Though my emphasis clearly remains on books as life-teachers, readers searching for any definitive answers or gurulike pronouncements won't find them here. Soon enough one learns that there are no straightforward solutions to most of life's perplexities. Great fiction, in particular, eschews the reductionist and obviously didactic, instead reveling in complication, pointing out options, at most revealing the consequences of one course of action over another. Contradiction, not consistency, second thoughts, rather than dogmatic certitude, lie at the heart of humane understanding, and all those who try to simplify experience usually only succeed in narrowing it. To my mind, life should be complex, packed with questioning, full of misdirection and wasted effort—a certain number of mistakes is, after all, the price for “living large.” Arthur Schnabel remains the nonpareil interpreter of Beethoven's piano sonatas, yet he made occasional fumbles in his fingering. But to play such music as it should be played required the pianist to push himself to his limits. Schnabel's motto was that of all great souls: “Safety last.”

As I assembled these pages, my intention was to produce a book that could stand, however sheepishly, on the same shelf as Cyril Connolly's
The Unquiet Grave
, Robertson Davies's
A Voice from the Attic
, and W. H. Auden's
A Certain World.
Above all, I hope the resuit
is, to echo the poet Horace's old formula,
duke et utile—
enjoyable and useful—a book to read slowly, to browse in, and return to.

For just this reason you might want to keep a pencil nearby to mark favorite quotations or to scribble in the margins and on the endpapers. These are the sort of pages that demand to be “personalized,” amplified, and enriched with your own reflections, made uniquely yours. Perhaps
Book by Book
may even encourage you to start creating a reader's guide of your own.

*Records for the exercise*
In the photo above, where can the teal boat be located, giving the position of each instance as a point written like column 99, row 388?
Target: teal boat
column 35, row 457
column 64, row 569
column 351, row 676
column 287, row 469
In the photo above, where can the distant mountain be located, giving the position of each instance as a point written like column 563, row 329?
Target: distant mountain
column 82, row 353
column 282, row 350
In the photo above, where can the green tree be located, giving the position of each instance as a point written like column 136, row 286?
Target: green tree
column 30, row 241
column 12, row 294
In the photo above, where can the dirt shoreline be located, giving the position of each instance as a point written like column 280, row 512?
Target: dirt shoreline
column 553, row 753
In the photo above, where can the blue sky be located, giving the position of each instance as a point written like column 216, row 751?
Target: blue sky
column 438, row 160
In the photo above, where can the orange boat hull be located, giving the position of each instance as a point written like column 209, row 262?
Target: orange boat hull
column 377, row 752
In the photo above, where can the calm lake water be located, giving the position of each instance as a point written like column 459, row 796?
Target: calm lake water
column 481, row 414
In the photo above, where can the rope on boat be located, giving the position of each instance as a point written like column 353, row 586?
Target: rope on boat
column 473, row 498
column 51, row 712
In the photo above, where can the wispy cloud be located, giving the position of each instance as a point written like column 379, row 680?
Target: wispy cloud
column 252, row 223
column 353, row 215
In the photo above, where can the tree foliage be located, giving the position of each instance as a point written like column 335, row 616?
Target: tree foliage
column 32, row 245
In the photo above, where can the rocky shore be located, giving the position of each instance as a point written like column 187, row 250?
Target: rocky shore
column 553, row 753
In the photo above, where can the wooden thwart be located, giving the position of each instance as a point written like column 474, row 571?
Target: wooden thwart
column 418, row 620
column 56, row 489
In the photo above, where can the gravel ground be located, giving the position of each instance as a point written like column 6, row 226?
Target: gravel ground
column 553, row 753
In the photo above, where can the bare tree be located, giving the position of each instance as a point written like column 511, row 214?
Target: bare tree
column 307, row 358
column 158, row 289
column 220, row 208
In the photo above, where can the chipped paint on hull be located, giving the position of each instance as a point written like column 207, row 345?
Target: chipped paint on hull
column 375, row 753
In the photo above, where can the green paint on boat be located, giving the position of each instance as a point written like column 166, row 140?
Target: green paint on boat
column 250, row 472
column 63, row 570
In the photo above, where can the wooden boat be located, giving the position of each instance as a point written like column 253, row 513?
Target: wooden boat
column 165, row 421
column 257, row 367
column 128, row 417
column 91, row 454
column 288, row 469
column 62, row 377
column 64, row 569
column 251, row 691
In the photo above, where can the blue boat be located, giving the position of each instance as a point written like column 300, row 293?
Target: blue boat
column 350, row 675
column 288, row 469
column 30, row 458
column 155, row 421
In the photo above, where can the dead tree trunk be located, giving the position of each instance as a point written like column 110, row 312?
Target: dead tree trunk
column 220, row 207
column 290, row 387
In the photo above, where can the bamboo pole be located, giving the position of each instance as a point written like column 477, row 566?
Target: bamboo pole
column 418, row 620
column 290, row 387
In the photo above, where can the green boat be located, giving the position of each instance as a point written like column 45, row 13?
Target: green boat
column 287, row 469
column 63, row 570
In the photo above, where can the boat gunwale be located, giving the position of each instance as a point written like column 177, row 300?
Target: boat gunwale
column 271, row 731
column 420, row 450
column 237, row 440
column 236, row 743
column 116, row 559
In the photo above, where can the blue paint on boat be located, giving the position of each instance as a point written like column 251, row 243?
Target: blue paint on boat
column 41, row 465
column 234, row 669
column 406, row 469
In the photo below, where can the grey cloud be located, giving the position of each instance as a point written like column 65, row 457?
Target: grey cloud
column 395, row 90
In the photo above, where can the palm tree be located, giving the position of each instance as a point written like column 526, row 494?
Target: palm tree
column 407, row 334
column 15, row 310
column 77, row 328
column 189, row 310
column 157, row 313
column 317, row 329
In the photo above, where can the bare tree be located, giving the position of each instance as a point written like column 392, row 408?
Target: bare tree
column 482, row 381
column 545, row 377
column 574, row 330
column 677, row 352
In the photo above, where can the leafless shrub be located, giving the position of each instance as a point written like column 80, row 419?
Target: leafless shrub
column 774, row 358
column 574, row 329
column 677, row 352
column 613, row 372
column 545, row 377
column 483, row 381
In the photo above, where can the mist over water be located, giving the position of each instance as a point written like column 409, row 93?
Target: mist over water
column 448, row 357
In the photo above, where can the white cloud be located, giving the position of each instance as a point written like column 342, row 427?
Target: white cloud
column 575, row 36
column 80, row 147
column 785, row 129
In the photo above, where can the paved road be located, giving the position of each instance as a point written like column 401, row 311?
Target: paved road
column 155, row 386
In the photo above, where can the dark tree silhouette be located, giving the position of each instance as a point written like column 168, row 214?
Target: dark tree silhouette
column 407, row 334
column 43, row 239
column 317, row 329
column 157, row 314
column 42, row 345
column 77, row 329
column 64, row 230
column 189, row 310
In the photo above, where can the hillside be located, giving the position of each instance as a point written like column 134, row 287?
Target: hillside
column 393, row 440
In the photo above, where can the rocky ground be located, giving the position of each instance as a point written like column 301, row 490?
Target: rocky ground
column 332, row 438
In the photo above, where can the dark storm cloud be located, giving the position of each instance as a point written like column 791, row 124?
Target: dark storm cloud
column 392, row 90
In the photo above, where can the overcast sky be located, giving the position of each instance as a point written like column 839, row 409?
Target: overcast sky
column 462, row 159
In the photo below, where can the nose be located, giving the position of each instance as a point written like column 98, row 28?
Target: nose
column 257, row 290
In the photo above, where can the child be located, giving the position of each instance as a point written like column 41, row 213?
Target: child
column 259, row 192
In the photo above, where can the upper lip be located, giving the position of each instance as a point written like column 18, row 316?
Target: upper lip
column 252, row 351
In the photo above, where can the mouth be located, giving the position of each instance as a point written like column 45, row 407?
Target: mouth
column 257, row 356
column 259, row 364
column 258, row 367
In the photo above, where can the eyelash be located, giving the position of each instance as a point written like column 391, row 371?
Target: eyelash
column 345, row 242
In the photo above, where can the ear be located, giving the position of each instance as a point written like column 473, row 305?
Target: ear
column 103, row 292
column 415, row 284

*Exercise instructions*
1. Decide whether each statement agrees with the passage about books as life-teachers, answering yes or no and quoting the words that settle it.
(a) Arthur Schnabel made occasional fumbles in his fingering.
(b) The passage offers readers definitive answers to life's perplexities.
(c) The writer suggests keeping a pencil nearby while reading.
2. Reproduce everything in the listing from the line containing "In the photo above, where can the eyelash" down to the end of the listing, swapping "Target" for "Object" and leaving everything else as it is.

*Task results*
1.
(a) Yes: "yet he made occasional fumbles in his fingering."
(b) No: "readers searching for any definitive answers or gurulike pronouncements won't find them here."
(c) Yes: "you might want to keep a pencil nearby to mark favorite quotations or to scribble in the margins and on the endpapers."

2.
In the photo above, where can the eyelash be located, giving the position of each instance as a point written like column 391, row 371?
Object: eyelash
column 345, row 242
In the photo above, where can the ear be located, giving the position of each instance as a point written like column 473, row 305?
Object: ear
column 103, row 292
column 415, row 284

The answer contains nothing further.